● **Excerpt provided**
The South Pacific Underwater Medicine Society (SPUMS) arose out of informal discussions between two doctors in the cluttered shed which served as the Royal Australian Navy School of Underwater Medicine. They decided to create a medical society with a focus on matters significant to recreational divers. Being Australian, they opted to be both flippant and accurate and called it the South Pacific Underwater Medicine Society. SPUMS was founded in the wardroom of HMAS Penguin on Monday, 03 March 1971.
The purposes of the Society have not changed since its inception. These are:
- to promote and facilitate the study of all aspects of underwater and hyperbaric medicine;
- to provide information on underwater and hyperbaric medicine;
- to promote communication between members and to publish a journal;
- to convene members annually at a scientific conference and to hold meetings and other activities to inform, and to develop fellowship and friendship amongst members.

● **Excerpted records**
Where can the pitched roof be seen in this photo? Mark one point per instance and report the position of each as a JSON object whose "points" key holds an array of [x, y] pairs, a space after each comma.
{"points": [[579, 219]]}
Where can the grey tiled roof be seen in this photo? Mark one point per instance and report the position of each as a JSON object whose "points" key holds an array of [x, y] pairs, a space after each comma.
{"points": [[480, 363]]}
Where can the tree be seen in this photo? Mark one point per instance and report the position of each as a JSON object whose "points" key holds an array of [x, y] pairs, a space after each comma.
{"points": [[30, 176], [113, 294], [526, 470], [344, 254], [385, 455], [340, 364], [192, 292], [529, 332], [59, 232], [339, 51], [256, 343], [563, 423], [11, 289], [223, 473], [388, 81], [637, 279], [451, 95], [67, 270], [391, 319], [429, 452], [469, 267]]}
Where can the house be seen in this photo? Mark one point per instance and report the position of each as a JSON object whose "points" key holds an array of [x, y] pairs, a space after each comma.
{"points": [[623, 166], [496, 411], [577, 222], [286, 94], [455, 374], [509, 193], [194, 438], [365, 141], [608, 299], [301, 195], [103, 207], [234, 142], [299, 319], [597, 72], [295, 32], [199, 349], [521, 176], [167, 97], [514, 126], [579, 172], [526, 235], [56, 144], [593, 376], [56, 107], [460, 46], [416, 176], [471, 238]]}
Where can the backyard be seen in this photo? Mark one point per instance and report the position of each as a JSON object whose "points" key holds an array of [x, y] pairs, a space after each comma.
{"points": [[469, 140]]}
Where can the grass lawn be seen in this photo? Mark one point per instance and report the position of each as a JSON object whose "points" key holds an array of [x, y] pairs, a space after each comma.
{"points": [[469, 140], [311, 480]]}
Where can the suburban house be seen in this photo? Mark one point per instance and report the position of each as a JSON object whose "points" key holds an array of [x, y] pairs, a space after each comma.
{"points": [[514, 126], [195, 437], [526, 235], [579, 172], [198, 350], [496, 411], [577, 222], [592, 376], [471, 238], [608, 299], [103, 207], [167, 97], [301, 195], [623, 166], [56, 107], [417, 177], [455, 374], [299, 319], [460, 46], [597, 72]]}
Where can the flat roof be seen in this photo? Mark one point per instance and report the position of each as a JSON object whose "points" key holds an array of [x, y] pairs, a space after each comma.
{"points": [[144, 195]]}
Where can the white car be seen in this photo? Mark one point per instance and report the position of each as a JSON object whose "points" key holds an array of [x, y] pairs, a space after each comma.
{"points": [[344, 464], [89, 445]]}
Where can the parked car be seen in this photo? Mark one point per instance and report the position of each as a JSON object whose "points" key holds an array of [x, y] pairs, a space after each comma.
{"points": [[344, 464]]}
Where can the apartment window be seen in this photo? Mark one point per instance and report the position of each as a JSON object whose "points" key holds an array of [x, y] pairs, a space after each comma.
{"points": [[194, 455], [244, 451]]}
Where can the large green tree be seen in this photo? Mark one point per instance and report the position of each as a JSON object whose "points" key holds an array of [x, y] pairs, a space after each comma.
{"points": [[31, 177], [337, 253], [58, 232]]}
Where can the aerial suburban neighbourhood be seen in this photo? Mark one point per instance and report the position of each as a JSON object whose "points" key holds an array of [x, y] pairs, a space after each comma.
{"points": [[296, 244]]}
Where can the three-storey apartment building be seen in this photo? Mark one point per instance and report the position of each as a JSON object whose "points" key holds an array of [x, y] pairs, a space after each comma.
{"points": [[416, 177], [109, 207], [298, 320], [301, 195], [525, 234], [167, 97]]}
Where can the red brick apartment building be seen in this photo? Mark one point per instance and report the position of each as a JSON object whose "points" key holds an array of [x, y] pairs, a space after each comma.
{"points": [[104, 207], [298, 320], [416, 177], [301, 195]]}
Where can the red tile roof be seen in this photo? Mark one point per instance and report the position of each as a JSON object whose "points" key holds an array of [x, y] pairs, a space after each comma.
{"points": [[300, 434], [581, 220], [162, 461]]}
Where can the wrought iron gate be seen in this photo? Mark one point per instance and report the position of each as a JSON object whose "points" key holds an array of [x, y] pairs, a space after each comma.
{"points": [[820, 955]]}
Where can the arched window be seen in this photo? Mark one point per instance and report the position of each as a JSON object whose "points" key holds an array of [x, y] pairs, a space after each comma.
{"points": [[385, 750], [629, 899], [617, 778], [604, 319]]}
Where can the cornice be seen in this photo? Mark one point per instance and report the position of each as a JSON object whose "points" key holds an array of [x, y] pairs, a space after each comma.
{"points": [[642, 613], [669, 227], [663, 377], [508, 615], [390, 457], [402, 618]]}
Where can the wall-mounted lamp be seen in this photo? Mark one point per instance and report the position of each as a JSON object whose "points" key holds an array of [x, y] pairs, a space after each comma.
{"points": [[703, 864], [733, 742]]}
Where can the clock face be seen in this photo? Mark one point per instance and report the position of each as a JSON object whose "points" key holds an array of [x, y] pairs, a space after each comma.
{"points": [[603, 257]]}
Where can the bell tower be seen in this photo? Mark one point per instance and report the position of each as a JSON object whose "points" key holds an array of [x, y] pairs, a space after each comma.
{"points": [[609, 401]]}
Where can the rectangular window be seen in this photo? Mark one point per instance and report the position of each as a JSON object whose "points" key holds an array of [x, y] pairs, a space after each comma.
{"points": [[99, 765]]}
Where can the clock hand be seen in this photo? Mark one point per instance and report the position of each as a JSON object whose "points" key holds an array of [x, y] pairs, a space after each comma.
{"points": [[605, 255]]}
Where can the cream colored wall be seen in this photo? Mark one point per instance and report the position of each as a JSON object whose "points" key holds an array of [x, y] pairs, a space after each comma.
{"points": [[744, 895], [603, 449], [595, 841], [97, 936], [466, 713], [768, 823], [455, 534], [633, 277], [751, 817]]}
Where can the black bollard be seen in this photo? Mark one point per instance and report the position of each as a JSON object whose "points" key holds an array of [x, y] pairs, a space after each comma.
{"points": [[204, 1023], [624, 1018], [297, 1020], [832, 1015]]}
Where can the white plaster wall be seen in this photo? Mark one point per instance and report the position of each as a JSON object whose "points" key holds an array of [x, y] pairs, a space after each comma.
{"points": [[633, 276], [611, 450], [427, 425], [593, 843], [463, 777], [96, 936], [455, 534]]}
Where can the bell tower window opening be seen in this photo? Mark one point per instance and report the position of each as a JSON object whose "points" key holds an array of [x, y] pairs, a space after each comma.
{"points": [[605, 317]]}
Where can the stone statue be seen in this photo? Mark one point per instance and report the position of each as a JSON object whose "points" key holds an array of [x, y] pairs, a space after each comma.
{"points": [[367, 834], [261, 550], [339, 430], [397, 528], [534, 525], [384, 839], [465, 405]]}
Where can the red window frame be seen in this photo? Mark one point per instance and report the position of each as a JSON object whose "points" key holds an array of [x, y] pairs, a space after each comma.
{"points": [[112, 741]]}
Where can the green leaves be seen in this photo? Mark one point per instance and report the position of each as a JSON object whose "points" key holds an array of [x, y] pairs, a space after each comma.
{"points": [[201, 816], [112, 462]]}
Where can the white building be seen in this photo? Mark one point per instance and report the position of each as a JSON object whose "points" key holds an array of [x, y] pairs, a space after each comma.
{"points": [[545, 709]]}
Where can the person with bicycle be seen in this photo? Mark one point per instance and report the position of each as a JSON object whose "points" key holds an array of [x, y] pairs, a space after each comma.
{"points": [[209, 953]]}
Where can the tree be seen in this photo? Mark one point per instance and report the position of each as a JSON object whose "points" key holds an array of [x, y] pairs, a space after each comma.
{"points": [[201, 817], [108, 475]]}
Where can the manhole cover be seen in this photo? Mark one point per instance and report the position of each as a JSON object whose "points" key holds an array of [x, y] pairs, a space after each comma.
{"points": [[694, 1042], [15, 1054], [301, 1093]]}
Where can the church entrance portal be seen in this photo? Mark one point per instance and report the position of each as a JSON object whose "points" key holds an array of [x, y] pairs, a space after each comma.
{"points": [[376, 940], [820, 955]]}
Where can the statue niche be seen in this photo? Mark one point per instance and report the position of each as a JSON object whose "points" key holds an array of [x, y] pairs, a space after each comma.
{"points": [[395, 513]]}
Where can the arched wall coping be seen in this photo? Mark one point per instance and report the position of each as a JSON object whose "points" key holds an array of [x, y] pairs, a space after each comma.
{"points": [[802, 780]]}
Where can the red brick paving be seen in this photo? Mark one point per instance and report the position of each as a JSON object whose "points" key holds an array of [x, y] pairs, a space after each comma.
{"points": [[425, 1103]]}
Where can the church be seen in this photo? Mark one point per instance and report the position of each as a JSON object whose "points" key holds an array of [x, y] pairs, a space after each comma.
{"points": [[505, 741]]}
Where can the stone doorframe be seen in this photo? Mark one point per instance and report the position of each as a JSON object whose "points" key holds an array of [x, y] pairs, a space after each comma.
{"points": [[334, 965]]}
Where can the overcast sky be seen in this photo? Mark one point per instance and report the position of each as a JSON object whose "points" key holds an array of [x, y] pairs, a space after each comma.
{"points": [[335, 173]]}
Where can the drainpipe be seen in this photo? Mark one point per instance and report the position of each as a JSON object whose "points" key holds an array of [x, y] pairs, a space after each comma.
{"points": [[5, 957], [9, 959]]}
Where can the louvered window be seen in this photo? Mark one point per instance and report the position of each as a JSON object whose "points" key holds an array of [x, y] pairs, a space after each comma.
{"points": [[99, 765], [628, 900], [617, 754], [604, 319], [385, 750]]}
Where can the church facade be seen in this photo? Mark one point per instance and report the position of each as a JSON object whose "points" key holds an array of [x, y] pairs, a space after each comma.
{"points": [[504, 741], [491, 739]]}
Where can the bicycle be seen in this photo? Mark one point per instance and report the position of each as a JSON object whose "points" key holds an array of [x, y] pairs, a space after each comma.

● **Set of tasks**
- 1) Can you condense the paragraph in the SPUMS text that begins "The South Pacific Underwater Medicine Society (SPUMS) arose" into a short list of its main facts?
- 2) In the SPUMS text, how would the part that opens with the words containing "The purposes of" and closes with "friendship amongst members." read if "members" were changed to "participants"?

● **Solutions to the tasks**
- 1)
- SPUMS grew out of informal talks between two doctors in the shed used as the Royal Australian Navy School of Underwater Medicine.
- They wanted a medical society focused on issues important to recreational divers.
- They chose a name meant to be both flippant and accurate: the South Pacific Underwater Medicine Society.
- It was founded in the wardroom of HMAS Penguin on Monday, 03 March 1971.

- 2)
The purposes of the Society have not changed since its inception. These are:
- to promote and facilitate the study of all aspects of underwater and hyperbaric medicine;
- to provide information on underwater and hyperbaric medicine;
- to promote communication between participants and to publish a journal;
- to convene participants annually at a scientific conference and to hold meetings and other activities to inform, and to develop fellowship and friendship amongst participants.